Uma questão de método
LUÍS DE SOUSA
19/03/2015 - PÚBLICO
Nas comissões de inquérito a escândalos de corrupção política e fraude
bancária, os resultados têm sido parcos.
Num artigo de
opinião publicado no Correio da Manhã em 02-01-2015, Paulo Morais afirmara que
uma das principais causas da derrocada do BES teria sido uma alegada “fuga de
capitais para Angola sem controlo, através do BES Angola (BESA)”.
O artigo fazia
referência a uma lista de nomes, já divulgada pela comunicação social
independente angolana, de alegados beneficiários de empréstimos por parte do
Banco Espírito Santo – Angola (BESA) para negócios pessoais ficando os
depositantes do BES “a ver navios”. Como concluíra oportunamente a deputada
Mariana Mortágua, membro da Comissão de inquérito ao BES, num artigo de opinião
publicado no www.esquerda.net em 26-12-2014, “O problema não é [o BES] ter
emprestado dinheiro a Angola. É ele ter sido gasto de forma potencialmente
danosa e fraudulenta.”
Contudo, não foi
a divulgação de um conjunto de nomes associados ao regime de Angola que
despertou o interesse dos deputados e causou a estupefacção de alguns
jornalistas de corte, mas o facto de Paulo Morais ter afirmado que essa longa
lista de empréstimos era “ignorada pela Comissão Parlamentar de Inquérito ao
BES”. Essa “acusação” não podia passar em branco.

CONTEÚDO DOS DADOS –
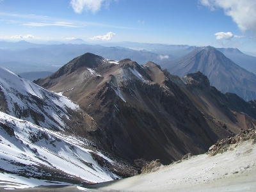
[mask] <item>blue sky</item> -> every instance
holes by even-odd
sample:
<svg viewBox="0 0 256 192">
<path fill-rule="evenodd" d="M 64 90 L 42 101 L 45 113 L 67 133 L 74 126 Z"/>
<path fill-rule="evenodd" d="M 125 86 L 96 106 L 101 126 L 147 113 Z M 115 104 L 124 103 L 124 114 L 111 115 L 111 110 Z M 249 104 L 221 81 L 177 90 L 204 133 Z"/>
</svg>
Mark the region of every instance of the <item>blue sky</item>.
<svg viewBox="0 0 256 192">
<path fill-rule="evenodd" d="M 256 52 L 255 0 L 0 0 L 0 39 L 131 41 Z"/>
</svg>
==
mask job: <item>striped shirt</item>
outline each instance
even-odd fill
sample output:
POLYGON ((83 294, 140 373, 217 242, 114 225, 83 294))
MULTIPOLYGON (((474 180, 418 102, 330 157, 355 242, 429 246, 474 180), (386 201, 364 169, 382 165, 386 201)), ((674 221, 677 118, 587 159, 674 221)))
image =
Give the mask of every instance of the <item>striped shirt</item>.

CONJUNTO DE EXERCÍCIOS –
1. Reproduza o trecho do texto sobre a comissão de inquérito ao BES que vai de "Uma questão de" a "têm sido parcos.".
2. Apresente em forma de lista numerada, sem linhas em branco, as linhas dos registos desde a linha com "[mask] <item>blue sky</item>" até à linha com "125 86 L 96", ambas incluídas.

RESPOSTAS POR TAREFA –
1.
Uma questão de método
LUÍS DE SOUSA
19/03/2015 - PÚBLICO
Nas comissões de inquérito a escândalos de corrupção política e fraude
bancária, os resultados têm sido parcos.

2.
1. [mask] <item>blue sky</item> -> every instance
2. holes by even-odd
3. sample:
4. <svg viewBox="0 0 256 192">
5. <path fill-rule="evenodd" d="M 64 90 L 42 101 L 45 113 L 67 133 L 74 126 Z"/>
6. <path fill-rule="evenodd" d="M 125 86 L 96 106 L 101 126 L 147 113 Z M 115 104 L 124 103 L 124 114 L 111 115 L 111 110 Z M 249 104 L 221 81 L 177 90 L 204 133 Z"/>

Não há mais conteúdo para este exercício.